Repeat exactly the lines from the one containing "Target: blue tile pattern" through the last line of the records below, both included, and nothing else.

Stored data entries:
####################

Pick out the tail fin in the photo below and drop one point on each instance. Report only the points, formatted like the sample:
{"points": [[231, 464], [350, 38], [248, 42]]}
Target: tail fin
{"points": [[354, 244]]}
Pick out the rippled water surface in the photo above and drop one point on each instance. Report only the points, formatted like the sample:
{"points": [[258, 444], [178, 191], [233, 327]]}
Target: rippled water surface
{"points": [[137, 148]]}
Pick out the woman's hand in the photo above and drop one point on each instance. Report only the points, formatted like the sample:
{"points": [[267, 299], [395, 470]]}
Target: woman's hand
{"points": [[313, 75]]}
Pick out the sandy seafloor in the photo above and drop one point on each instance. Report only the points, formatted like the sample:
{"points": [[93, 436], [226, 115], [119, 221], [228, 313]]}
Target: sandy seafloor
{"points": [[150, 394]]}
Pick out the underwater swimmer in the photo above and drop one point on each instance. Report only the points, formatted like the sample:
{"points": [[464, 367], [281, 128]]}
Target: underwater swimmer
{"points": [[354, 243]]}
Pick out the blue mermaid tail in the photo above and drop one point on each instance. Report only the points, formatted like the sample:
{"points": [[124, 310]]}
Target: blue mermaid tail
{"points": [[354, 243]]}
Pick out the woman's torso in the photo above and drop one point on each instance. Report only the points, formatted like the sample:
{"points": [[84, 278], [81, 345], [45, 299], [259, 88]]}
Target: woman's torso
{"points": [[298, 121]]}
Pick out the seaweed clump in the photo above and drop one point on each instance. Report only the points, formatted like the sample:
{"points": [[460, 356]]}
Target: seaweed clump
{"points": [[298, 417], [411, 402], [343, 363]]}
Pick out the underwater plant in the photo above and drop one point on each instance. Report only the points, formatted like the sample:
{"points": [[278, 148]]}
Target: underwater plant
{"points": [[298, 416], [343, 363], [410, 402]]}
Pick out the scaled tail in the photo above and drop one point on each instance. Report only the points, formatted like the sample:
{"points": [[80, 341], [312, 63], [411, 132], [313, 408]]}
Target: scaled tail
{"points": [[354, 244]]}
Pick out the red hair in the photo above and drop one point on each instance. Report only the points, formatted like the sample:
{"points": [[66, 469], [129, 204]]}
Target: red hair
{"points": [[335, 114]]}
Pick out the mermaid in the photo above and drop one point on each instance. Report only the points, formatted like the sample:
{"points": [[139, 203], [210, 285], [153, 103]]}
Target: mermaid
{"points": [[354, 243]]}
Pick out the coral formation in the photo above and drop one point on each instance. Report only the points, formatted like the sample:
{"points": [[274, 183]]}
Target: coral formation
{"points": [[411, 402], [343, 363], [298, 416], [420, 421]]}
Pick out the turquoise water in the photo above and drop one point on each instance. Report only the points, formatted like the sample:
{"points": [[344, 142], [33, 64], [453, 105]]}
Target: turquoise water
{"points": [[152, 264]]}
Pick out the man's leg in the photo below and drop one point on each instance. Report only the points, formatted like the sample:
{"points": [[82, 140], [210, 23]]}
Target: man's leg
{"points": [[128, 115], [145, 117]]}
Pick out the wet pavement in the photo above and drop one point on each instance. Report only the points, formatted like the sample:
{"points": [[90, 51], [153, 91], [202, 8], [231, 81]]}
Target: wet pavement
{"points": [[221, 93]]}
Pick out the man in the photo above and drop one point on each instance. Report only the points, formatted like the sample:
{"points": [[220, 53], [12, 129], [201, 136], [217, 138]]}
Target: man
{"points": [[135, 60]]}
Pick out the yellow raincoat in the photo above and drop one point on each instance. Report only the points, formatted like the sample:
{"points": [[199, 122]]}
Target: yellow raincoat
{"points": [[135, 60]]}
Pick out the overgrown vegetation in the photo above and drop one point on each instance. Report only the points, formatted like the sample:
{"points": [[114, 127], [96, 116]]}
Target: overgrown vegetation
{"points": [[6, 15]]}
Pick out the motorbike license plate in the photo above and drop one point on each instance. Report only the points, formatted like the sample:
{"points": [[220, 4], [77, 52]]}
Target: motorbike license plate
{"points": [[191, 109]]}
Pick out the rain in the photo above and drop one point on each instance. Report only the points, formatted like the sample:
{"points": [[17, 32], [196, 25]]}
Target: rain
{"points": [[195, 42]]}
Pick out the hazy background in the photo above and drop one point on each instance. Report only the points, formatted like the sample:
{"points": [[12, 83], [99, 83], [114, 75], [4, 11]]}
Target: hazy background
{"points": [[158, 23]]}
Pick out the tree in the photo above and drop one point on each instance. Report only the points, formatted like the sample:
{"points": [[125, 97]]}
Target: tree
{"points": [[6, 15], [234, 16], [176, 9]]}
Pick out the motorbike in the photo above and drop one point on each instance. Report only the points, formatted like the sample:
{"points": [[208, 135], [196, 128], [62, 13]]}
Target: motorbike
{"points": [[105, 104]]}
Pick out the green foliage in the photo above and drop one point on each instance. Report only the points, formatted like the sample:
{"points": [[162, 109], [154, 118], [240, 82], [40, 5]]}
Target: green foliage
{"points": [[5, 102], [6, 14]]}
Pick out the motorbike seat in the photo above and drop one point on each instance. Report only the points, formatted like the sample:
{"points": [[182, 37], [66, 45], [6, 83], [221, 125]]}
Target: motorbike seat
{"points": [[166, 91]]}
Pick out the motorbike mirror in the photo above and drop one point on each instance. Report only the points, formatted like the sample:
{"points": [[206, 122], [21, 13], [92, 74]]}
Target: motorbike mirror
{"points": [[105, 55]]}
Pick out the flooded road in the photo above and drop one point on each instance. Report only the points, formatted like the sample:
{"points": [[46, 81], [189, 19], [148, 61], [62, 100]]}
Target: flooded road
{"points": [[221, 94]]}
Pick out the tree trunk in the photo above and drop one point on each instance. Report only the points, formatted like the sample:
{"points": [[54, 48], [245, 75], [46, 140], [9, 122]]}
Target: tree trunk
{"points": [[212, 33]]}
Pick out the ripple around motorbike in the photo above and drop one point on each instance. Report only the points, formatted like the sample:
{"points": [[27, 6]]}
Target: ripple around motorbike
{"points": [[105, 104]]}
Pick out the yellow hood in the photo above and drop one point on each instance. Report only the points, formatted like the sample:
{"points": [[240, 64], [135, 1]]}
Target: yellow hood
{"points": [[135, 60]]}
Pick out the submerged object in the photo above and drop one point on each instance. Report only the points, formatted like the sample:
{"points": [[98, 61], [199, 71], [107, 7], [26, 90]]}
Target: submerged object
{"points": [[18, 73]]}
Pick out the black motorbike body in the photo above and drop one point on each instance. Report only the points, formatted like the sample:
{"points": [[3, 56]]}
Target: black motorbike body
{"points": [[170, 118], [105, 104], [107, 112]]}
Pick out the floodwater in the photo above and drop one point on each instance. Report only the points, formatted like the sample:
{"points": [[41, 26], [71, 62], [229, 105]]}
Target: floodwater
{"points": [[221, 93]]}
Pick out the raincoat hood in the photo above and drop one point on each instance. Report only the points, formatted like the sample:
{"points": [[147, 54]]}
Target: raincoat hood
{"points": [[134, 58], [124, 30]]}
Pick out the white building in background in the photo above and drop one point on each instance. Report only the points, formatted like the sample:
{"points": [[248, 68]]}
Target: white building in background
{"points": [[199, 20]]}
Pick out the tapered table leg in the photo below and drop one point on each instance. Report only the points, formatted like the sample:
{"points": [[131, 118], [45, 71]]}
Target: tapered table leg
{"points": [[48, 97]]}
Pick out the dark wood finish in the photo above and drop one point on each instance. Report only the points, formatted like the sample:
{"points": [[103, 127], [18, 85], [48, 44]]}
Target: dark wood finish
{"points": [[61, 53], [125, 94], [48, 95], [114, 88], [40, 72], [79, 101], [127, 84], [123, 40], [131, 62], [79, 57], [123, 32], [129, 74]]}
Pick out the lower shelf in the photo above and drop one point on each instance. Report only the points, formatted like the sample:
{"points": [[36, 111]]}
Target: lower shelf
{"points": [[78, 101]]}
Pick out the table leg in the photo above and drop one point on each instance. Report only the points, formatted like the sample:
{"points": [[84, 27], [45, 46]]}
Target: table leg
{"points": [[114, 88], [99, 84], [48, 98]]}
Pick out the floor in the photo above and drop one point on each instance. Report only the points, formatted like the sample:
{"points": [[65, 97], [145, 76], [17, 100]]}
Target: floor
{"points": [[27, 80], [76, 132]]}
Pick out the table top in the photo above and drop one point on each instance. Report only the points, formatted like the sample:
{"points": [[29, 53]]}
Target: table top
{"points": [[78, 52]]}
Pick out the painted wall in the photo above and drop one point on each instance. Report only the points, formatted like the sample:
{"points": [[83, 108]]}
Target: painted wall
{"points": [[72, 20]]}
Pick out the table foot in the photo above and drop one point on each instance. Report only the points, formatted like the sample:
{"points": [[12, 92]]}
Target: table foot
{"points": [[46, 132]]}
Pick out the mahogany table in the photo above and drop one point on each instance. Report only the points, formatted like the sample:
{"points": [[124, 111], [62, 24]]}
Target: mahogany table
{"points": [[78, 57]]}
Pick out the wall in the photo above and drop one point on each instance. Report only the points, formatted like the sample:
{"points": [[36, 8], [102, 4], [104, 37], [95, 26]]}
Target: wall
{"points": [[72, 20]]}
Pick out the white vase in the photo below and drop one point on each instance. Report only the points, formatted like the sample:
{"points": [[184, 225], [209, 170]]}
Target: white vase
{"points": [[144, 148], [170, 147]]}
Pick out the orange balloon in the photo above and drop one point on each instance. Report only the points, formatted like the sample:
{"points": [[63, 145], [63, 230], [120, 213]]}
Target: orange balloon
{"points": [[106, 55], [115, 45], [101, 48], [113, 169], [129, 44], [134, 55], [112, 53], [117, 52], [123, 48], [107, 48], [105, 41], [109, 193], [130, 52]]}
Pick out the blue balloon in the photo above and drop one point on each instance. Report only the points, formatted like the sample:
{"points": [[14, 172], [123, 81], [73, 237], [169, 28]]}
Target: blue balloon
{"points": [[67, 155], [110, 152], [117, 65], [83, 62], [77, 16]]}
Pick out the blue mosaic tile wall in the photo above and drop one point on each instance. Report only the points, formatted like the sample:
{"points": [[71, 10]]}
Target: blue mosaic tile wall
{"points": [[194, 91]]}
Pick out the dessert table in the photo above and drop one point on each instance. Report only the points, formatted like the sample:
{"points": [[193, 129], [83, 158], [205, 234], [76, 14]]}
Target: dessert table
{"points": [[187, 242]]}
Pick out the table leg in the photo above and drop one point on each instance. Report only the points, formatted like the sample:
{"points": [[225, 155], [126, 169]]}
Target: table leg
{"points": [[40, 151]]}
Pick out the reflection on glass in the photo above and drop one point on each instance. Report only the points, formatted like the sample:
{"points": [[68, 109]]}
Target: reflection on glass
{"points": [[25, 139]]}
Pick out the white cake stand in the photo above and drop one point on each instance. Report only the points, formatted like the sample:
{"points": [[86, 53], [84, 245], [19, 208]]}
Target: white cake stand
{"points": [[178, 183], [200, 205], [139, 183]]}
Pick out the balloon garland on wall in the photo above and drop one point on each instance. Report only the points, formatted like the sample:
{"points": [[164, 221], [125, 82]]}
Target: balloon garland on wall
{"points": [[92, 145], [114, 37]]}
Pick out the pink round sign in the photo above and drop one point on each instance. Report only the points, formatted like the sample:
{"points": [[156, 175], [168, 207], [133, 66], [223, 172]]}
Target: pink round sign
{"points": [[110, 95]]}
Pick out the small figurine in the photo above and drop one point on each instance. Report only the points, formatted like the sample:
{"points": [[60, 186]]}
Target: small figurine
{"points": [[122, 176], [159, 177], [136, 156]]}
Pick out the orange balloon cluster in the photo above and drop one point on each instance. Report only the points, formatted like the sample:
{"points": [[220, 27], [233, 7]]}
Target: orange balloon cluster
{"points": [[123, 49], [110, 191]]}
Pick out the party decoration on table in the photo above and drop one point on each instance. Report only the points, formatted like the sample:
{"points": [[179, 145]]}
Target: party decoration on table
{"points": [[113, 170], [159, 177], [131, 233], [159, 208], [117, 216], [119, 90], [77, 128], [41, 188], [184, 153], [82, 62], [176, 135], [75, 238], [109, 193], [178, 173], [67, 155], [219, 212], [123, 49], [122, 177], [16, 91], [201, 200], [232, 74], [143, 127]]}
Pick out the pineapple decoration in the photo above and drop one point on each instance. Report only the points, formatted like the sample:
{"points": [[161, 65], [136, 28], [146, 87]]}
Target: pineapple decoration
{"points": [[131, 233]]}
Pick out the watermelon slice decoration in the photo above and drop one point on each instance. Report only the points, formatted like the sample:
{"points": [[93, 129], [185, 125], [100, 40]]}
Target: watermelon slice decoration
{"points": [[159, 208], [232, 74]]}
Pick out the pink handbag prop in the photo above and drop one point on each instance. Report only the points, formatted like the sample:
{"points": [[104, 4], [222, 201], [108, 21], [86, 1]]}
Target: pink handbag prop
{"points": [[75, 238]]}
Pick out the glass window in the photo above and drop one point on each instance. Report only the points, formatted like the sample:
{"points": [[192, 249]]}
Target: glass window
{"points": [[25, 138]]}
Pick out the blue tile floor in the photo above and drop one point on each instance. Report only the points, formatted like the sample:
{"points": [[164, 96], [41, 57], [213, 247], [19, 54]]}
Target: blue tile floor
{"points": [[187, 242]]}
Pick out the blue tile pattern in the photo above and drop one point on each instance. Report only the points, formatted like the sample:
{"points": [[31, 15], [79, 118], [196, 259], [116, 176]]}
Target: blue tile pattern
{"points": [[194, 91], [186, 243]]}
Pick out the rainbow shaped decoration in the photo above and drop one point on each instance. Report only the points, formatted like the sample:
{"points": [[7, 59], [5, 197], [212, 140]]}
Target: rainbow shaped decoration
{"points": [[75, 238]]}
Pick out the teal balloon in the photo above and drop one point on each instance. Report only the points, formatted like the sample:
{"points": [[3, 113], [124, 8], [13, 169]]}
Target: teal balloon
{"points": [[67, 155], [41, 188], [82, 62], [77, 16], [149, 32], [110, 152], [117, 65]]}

####################

### THE COMPLETED TASK
Target: blue tile pattern
{"points": [[194, 91], [186, 243]]}
Pick out the rainbow shaped decoration in the photo above and drop one point on each instance. Report only the points, formatted like the sample:
{"points": [[7, 59], [5, 197], [212, 140]]}
Target: rainbow shaped decoration
{"points": [[75, 238]]}
Pick out the teal balloon in the photo above and drop one point on each instance. Report only the points, formatted like the sample:
{"points": [[3, 113], [124, 8], [13, 169]]}
Target: teal balloon
{"points": [[67, 155], [41, 188], [82, 62], [77, 16], [149, 32], [110, 152], [117, 65]]}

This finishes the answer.